Les déclarations de M. Akin sont «scandaleuses, insensibles et mal informées», a jugé auprès de l'AFP Brenda Smith, professeur de droit à l'American University de Washington, spécialiste de la loi et du viol. Selon Mme Smith, l'élu du Missouri «croit à ce qu'il dit et beaucoup de conservateurs le croient».

Les associations anti-avortement s'en sont d'ailleurs immédiatement saisies pour brandir leur drapeau: Family Research Council a ainsi souligné lundi que «pendant ses 12 ans au Congrès, Todd Akin a soutenu les lois qui honorent la vie humaine».

«Personne ne conteste que le viol soit un crime abominable», a pour sa part affirmé l'organisation Susan B. Anthony, accusant les démocrates d'utiliser «un rideau de fumée pour cacher leurs bilans pro-avortement».

## Données enregistrées
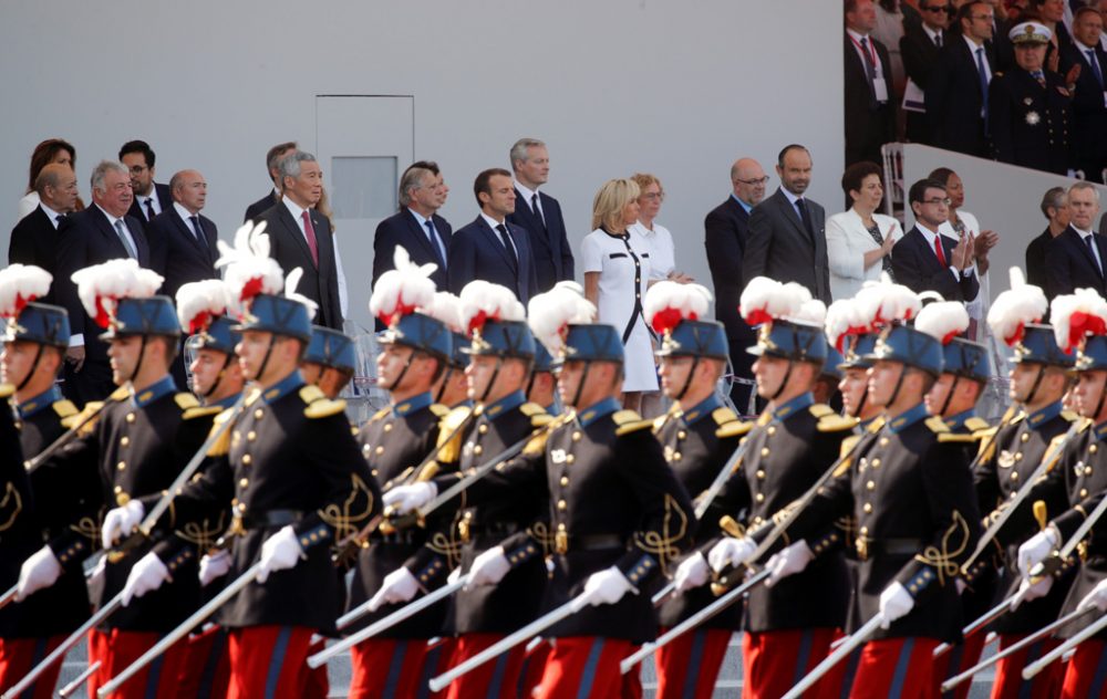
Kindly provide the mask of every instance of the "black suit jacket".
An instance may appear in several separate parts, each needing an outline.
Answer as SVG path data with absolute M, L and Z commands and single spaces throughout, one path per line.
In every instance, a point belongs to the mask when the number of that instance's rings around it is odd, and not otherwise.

## Travail demandé
A. Dans le texte sur les propos de Todd Akin, à quelle université Brenda Smith enseigne-t-elle le droit ?
B. Poursuivez le texte sur les propos de Todd Akin après sa dernière phrase.
Les lignes n'ont aucun rôle à jouer ici.

## Exercices résolus
A. À l'American University de Washington.

B.
Les sites internet des défenseurs de l'avortement ironisaient au contraire, rappelant d'anciennes déclarations républicaines du même acabit: l'élu Henry Aldridge estimait en 1995 que les «fluides ne coulent pas» quand les femmes sont «vraiment violées» et son collègue Stephen Freind croyait savoir en 1988 que la femme violée produisait «certaines sécrétions» qui empêchait la grossesse, rappelait le site Buzzfeed.

Un commentaire sur Twitter de @vampsicola estimait que «dans un monde parfait, ces commentaires (de M. Akin) auraient été un suicide politique mais dans la réalité, beaucoup de gens vont voter pour lui».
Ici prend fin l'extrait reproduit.